I've used a Bushnell X-8 and it takes good photos both day and night.
 
Most cameras, my Remington branded one included, take SD cards. I swap SD cards when I check it, bring it in and put it in the SD port on my computer (multimedia front). If you don't have and SD port, a SD port/USB adapter will read the card. You can plug the SD card into a camera in the field to check pix. The card comes up as F drive on both my computers.

I really don't know a simpler way of explaining it, but it ain't hard. You can load the pix onto your computer or burn 'em, then delete them from your SD card and reuse it.
 
I have two cameras that have a viewer buit in. (slightly above your stated price range)
But after having them, I'll not pay the extra for that feature again.

Those SD cards are "slick" to a techno rookie like me, and I found out last year (because of a camera malfunction) that a 4 GB SD card will hold somewhere in the neighborhood of 4200 pictures.
 
Heelp, I need a list of good reliable trail camera's...I will spend between 1-2 hundred bucks! I have looked at Moultrie,Bushnell,Primos,and several others...I want one that shows pics without having to take the camera down...and I am challenged,so I need a simple one...Tanks for any help!
For the money you have budgeted, the best option by far would be the Moultrie M880, or its current stablemate. The M880 can be had for $159.00 from Trailcampro.com. It offers several features that are a must have, most important of which are its trigger times, and reset. Trigger time on the M880 is under one second, reset under three(3)!

* Stored data:
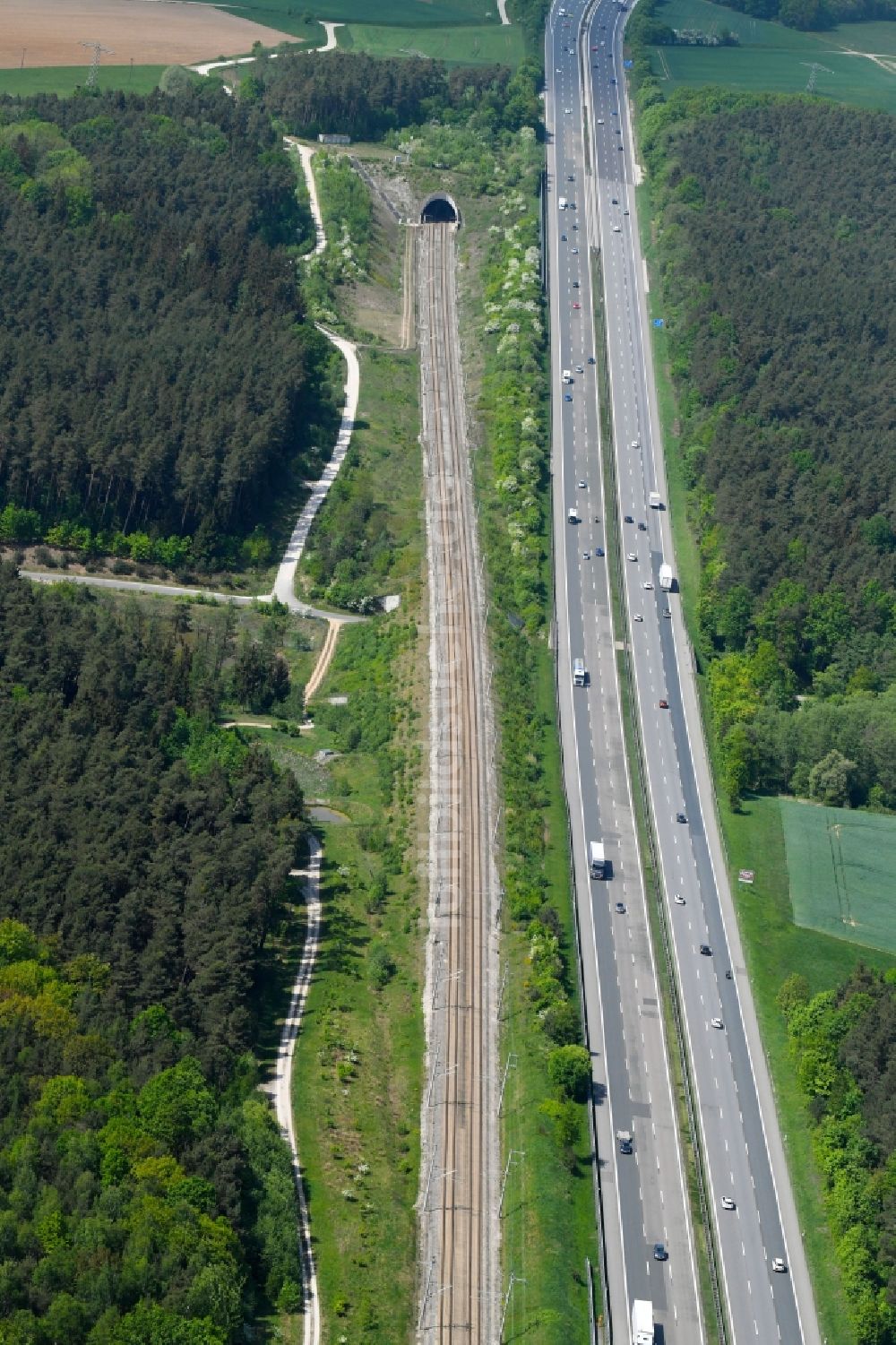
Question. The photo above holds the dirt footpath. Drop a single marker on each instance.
(150, 32)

* Work to be completed:
Copy the whole trail camera discussion above word for word, keeping its spelling and punctuation unchanged.

* Written solution:
I've used a Bushnell X-8 and it takes good photos both day and night.
 
Most cameras, my Remington branded one included, take SD cards. I swap SD cards when I check it, bring it in and put it in the SD port on my computer (multimedia front). If you don't have and SD port, a SD port/USB adapter will read the card. You can plug the SD card into a camera in the field to check pix. The card comes up as F drive on both my computers.

I really don't know a simpler way of explaining it, but it ain't hard. You can load the pix onto your computer or burn 'em, then delete them from your SD card and reuse it.
 
I have two cameras that have a viewer buit in. (slightly above your stated price range)
But after having them, I'll not pay the extra for that feature again.

Those SD cards are "slick" to a techno rookie like me, and I found out last year (because of a camera malfunction) that a 4 GB SD card will hold somewhere in the neighborhood of 4200 pictures.
 
Heelp, I need a list of good reliable trail camera's...I will spend between 1-2 hundred bucks! I have looked at Moultrie,Bushnell,Primos,and several others...I want one that shows pics without having to take the camera down...and I am challenged,so I need a simple one...Tanks for any help!
For the money you have budgeted, the best option by far would be the Moultrie M880, or its current stablemate. The M880 can be had for $159.00 from Trailcampro.com. It offers several features that are a must have, most important of which are its trigger times, and reset. Trigger time on the M880 is under one second, reset under three(3)!